## What to work on
Transcribe the entries exactly. Omit the pictures.

## Listed entries
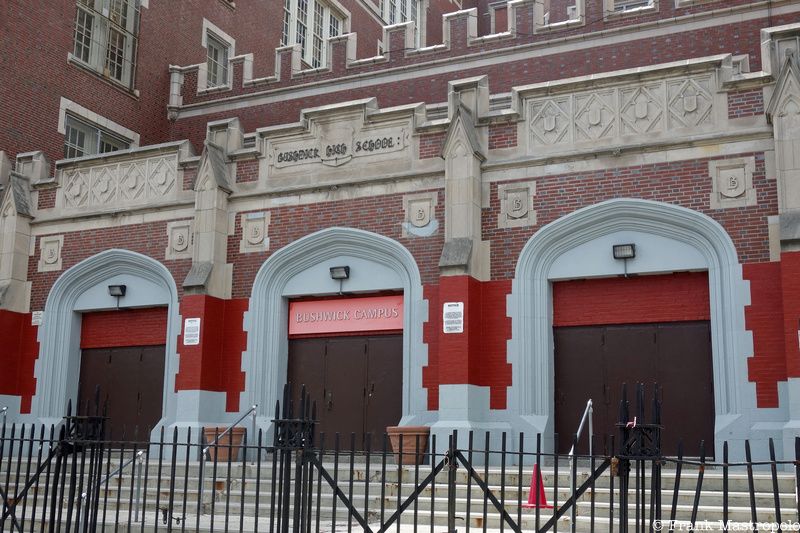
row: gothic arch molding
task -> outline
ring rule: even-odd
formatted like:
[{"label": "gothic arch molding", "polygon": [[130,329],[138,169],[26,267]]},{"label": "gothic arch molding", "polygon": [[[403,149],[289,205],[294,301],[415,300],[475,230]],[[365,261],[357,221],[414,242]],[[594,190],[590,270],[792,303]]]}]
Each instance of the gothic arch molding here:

## Written answer
row: gothic arch molding
task -> outline
ring rule: even-odd
formatted like:
[{"label": "gothic arch molding", "polygon": [[130,329],[138,169],[26,267]]},{"label": "gothic arch molding", "polygon": [[[403,149],[289,205],[294,301],[415,300],[475,230]],[[365,261],[357,221],[414,242]],[[594,190],[590,270],[792,303]]]}]
Each instance of the gothic arch molding here:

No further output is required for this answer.